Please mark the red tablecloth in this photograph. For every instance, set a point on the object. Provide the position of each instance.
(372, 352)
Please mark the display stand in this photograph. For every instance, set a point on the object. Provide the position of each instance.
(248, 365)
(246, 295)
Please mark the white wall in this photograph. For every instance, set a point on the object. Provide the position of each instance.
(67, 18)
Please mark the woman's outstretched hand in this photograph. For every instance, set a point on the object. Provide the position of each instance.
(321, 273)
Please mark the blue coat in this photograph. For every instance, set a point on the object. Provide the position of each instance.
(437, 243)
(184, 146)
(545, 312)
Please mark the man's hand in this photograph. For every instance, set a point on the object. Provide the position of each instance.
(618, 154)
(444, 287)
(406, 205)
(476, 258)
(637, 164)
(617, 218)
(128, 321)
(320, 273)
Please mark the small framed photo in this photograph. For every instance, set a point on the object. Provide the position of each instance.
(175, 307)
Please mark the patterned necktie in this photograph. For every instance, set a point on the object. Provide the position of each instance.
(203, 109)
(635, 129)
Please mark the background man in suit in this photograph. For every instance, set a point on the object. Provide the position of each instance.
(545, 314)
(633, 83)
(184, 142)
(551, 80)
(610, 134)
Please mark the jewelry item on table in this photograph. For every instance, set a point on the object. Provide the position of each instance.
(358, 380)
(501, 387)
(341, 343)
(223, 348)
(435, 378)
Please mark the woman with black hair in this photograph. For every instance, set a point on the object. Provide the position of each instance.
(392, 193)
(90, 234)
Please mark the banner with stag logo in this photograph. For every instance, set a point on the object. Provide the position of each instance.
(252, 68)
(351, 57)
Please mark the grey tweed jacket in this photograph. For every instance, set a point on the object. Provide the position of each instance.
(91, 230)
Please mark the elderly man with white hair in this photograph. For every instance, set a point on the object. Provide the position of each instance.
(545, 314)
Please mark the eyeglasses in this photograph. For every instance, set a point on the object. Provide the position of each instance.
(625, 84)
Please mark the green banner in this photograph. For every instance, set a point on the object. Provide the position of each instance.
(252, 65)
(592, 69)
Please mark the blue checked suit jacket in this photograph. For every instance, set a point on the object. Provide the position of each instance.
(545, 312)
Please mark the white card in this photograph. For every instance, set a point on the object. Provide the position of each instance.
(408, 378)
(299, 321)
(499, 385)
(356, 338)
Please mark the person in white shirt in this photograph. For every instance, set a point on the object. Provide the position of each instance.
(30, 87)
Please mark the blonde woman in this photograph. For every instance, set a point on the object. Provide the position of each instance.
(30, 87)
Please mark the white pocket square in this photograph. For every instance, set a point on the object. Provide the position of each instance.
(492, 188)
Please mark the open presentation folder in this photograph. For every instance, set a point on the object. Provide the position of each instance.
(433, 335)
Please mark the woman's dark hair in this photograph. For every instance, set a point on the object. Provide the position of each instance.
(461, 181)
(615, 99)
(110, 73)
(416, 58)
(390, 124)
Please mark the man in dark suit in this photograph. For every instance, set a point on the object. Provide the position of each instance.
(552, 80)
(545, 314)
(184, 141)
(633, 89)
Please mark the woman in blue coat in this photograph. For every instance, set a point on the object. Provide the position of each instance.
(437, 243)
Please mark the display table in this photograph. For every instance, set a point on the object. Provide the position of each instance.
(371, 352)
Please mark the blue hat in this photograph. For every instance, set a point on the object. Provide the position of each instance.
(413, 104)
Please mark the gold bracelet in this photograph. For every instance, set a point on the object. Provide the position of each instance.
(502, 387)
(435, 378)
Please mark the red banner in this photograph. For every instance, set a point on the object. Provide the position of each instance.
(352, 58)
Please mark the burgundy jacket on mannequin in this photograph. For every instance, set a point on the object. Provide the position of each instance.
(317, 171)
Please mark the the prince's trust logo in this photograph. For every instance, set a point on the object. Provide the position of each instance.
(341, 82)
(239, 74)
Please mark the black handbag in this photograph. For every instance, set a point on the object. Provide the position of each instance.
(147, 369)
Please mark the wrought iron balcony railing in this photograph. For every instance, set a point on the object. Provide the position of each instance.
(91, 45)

PROBLEM TO SOLVE:
Format all the lines above as a two-column CSV headed line and points. Give one row per line, with its text in one quoted field and all of its points in the other, turning any line breaks into spaces.

OUTPUT FOR THIS EXERCISE:
line,points
"Please mark the red tablecloth in this photograph. For every instance, set a point on the object. Provide the position of each instance.","(372, 352)"
"Please mark the display stand in this photograph. For every instance, set a point on the object. Provide the position of each instance.","(248, 365) (246, 295)"
"Please mark the white wall in this photograph. For every instance, set a point on the object. Provide the position of each instance.","(67, 18)"
"Please mark the woman's outstretched hand in this photograph. For every instance, set a point on the object. Provide the position of each instance.","(321, 273)"
"Please mark the blue coat in this photograph. For every instance, set a point on the object. Provide the position of each instance.","(437, 243) (184, 146) (545, 312)"
"Please mark the man's hand in this photograph. For every instance, set a point on the object. Provide the position of each instance.","(618, 154) (444, 287) (406, 205) (476, 258) (637, 164) (617, 218) (128, 321) (320, 273)"
"Please mark the small framed photo in this photograph. For every instance, set a point on the object. Provide the position of each instance.","(175, 307)"
"Please mark the patterned necktie in this photograph. For every instance, set a point on the object. Provide the position of each instance.","(203, 109) (635, 129)"
"Please mark the background man in suit in this photograph. For every instance, set a point on the object. Provide the position of each instance.","(545, 314) (633, 83) (184, 142) (551, 80) (610, 134)"
"Please mark the jewelry item on table in this photograph. For every instance, set a point on the object. Provide the position of each instance.","(358, 380) (501, 387) (341, 343) (223, 348) (435, 378)"
"Please mark the woman with black hair in this photograph. For every instance, set a point on the object. Provide the position of each instance.","(392, 193) (90, 234)"
"Please mark the banner with stag logo in this photograph. For every instance, set a point on the object. Provide the position of each instance.","(252, 68) (351, 57)"
"Please mark the grey tweed jacket in this photograph. For every instance, set a point on the object. Provide the position of each instance.","(91, 230)"
"Please mark the elderly man with white hair in this photograph. For every instance, set a point on the object. Provide the position of each instance.","(545, 314)"
"Please mark the eyeglasses in this photograph. For every instance, set a point on the object. Provide the position of each instance.","(625, 84)"
"Please mark the green banner in this photograph. For every instance, set a point on the object. Provide the position of each instance.","(252, 65) (592, 69)"
"Please mark the blue checked suit jacket in this photograph. For every instance, set a point on the object. Provide the position of each instance.","(545, 312)"
"Please mark the white card in this photograph. For every instance, set a point on the object. Provide the position of each instance.","(408, 378) (299, 321) (499, 385) (356, 338)"
"Please mark the person in white shirt in this photograph. For every instance, set a point on the object. Provide the position of each instance.","(30, 87)"
"Please mark the blonde woman in this photograph. For every instance, set a point on the object. Provide the position of each instance.","(30, 87)"
"Please mark the white pocket square in this photograph. For every instance, set a point on the object. Provide the position of each instance.","(492, 188)"
"Please mark the open presentation folder in this photograph. For every instance, set a point on the object. Provide the position of each instance.","(433, 335)"
"Please mark the woman's dark hair in this photograph. For every instance, set a point on the object. Provide the position of each instance.","(461, 181) (615, 99) (110, 73) (416, 58) (390, 124)"
"Please mark the man in dark suit in this photograph. For every instance, set a point on the object. Provide the position of each instance.","(552, 80) (545, 314) (184, 141) (633, 89)"
"Please mark the woman in blue coat in this photograph. For every instance, set a point on the object. Provide the position of each instance.","(437, 243)"
"Please mark the display table in this photograph. For every instance, set a point on the object. Provide the position of each instance.","(371, 352)"
"Please mark the blue hat in this photograph. For every instance, set a point on the object. Provide the position of each instance.","(413, 104)"
"Please mark the gold bracelet in this photograph. For every instance, set a point on the object. Provide the position of each instance.","(502, 387) (435, 378)"
"Please mark the red banner in this photograph. For every instance, set a point on the object. Provide the position of each instance.","(352, 58)"
"Please mark the burgundy jacket on mannequin in this photograph. For every instance, set a point on the object. Provide the position of each instance.","(317, 171)"
"Please mark the the prince's trust logo in this photograph. For every instance, set a point on the object. Provide the position of each instance.","(341, 82) (239, 74)"
"Please mark the black handbag in this photograph. For every instance, set a point on the object. Provide the position of each instance.","(147, 369)"
"Please mark the wrought iron balcony railing in this photograph. For every instance, set a point on the object. Provide the position of each instance.","(91, 45)"